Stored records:
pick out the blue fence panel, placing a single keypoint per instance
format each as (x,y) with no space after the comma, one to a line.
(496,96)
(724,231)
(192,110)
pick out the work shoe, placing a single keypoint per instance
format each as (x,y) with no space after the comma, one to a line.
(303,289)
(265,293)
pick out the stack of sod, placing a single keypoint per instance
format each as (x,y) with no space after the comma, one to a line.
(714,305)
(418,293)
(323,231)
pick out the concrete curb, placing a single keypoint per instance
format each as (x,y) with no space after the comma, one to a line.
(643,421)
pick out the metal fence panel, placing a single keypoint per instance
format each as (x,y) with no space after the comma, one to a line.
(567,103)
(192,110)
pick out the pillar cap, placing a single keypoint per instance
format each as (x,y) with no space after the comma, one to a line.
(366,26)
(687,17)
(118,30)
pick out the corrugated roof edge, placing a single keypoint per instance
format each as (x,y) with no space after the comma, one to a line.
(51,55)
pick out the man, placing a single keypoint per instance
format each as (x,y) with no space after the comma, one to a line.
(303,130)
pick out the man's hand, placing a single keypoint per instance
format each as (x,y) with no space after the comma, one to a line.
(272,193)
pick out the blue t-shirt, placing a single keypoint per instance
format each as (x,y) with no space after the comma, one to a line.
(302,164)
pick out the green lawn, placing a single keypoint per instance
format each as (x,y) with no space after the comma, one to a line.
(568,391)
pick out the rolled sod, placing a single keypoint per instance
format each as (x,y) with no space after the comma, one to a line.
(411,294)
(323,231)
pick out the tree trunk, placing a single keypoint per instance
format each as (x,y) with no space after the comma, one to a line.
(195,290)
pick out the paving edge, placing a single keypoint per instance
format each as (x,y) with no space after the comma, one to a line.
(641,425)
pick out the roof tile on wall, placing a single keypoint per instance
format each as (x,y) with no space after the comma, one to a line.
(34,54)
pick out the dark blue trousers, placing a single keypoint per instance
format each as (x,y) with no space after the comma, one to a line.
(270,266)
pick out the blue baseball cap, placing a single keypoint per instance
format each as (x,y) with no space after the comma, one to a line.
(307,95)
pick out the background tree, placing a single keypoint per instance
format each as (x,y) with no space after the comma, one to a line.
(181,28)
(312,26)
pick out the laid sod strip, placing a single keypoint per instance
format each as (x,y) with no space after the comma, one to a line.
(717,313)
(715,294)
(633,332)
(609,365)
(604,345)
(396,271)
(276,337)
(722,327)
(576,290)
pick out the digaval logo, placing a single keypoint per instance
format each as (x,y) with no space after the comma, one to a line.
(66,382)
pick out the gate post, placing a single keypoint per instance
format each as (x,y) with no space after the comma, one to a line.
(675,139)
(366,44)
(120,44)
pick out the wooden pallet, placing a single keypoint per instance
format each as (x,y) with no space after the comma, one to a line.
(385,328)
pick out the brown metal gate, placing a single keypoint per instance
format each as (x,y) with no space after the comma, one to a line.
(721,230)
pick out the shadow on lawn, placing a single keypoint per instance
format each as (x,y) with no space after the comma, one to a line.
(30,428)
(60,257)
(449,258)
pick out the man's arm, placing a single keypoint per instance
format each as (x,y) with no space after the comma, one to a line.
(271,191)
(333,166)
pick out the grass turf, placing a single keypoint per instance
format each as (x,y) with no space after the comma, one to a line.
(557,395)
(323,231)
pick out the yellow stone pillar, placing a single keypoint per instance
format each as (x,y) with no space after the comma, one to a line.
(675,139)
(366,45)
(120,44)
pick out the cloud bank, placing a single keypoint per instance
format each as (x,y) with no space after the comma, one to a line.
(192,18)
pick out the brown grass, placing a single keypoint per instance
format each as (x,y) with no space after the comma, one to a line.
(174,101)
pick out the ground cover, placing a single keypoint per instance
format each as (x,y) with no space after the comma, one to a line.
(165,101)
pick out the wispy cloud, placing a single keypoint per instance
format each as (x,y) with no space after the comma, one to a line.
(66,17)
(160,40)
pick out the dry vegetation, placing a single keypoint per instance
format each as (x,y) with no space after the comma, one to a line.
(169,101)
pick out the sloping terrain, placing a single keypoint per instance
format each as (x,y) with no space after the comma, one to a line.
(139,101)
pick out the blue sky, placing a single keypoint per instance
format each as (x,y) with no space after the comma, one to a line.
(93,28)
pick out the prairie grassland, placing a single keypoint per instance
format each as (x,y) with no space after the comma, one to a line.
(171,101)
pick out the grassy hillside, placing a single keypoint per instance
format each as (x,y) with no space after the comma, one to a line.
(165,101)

What is required
The required output is every line above that contains the string "lawn".

Solution below
pick out the green lawn, placing a single keypoint per instance
pick out the shadow on lawn, placing a single keypoint per instance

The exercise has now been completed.